- **What is expected**
Copy out all of the records below, swapping "Locate every instance of" for "Find all instances of" and leaving everything else unchanged.

── Data lines

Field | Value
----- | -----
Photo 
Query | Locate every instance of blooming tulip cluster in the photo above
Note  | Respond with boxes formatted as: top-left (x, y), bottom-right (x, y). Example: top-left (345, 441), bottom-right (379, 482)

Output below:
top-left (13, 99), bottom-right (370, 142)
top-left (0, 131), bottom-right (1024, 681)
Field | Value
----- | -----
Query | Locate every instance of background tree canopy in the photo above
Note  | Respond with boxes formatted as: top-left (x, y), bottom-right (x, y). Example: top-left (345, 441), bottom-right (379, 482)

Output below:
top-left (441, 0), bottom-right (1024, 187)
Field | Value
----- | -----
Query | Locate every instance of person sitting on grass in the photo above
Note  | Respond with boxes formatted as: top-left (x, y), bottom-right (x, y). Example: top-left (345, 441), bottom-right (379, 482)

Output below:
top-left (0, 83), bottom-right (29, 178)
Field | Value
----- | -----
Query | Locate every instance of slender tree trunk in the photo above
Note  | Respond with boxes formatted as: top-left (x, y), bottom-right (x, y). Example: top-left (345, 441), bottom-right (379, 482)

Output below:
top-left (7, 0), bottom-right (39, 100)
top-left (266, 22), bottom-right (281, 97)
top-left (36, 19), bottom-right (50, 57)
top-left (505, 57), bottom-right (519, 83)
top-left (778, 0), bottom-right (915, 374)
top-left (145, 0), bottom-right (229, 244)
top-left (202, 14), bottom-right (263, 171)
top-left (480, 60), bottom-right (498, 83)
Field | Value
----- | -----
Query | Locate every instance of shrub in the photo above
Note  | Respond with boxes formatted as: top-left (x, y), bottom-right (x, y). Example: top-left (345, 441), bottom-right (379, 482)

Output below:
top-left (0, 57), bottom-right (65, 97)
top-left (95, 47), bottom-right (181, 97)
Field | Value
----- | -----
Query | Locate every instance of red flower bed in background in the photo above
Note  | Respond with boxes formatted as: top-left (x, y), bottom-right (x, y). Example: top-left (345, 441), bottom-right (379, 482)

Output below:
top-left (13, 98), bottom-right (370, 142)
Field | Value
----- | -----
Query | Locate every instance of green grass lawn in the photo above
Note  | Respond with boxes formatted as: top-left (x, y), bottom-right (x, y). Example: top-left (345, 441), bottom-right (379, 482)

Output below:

────

- **Output below**
Field | Value
----- | -----
Photo 
Query | Find all instances of blooming tulip cluster in the photo above
Note  | Respond with boxes formatted as: top-left (x, y), bottom-right (x, y). Example: top-left (345, 441), bottom-right (379, 482)

Output below:
top-left (13, 99), bottom-right (370, 142)
top-left (0, 131), bottom-right (1024, 681)
Field | Value
----- | -----
Query | Find all instances of background tree canopy in the photo above
Note  | Respond with boxes formatted as: top-left (x, y), bottom-right (x, y). Example: top-left (345, 441), bottom-right (379, 482)

Output below:
top-left (441, 0), bottom-right (1024, 187)
Field | Value
----- | -----
Query | Find all instances of person sitting on grass in the photo above
Note  | Respond with boxes formatted as: top-left (x, y), bottom-right (x, y). Example: top-left (345, 441), bottom-right (379, 482)

Output below:
top-left (0, 83), bottom-right (29, 178)
Field | Value
----- | -----
Query | Find all instances of slender tree trunk in the photo above
Note  | Respond with boxes formatted as: top-left (x, y), bottom-right (x, y). Example: top-left (345, 441), bottom-right (379, 482)

Output below:
top-left (7, 0), bottom-right (39, 100)
top-left (266, 22), bottom-right (281, 97)
top-left (36, 19), bottom-right (50, 57)
top-left (505, 57), bottom-right (519, 83)
top-left (778, 0), bottom-right (915, 374)
top-left (145, 0), bottom-right (229, 244)
top-left (202, 14), bottom-right (263, 171)
top-left (480, 60), bottom-right (498, 83)
Field | Value
----- | -----
Query | Find all instances of shrub in the photo above
Note  | Respond with boxes formatted as: top-left (x, y), bottom-right (x, y). Example: top-left (345, 441), bottom-right (379, 482)

Output below:
top-left (0, 57), bottom-right (65, 97)
top-left (95, 47), bottom-right (181, 97)
Field | Value
----- | -----
Query | Find all instances of red flower bed in background in the photo above
Note  | Respond with boxes formatted as: top-left (x, y), bottom-right (x, y). Example: top-left (345, 441), bottom-right (379, 482)

Output below:
top-left (13, 98), bottom-right (370, 142)
Field | Value
----- | -----
Query | Find all instances of green grass lawn in the photo above
Note  | Respond with boxes formatted as: top-left (x, y), bottom-right (x, y). Example: top-left (345, 441), bottom-right (379, 482)

Output below:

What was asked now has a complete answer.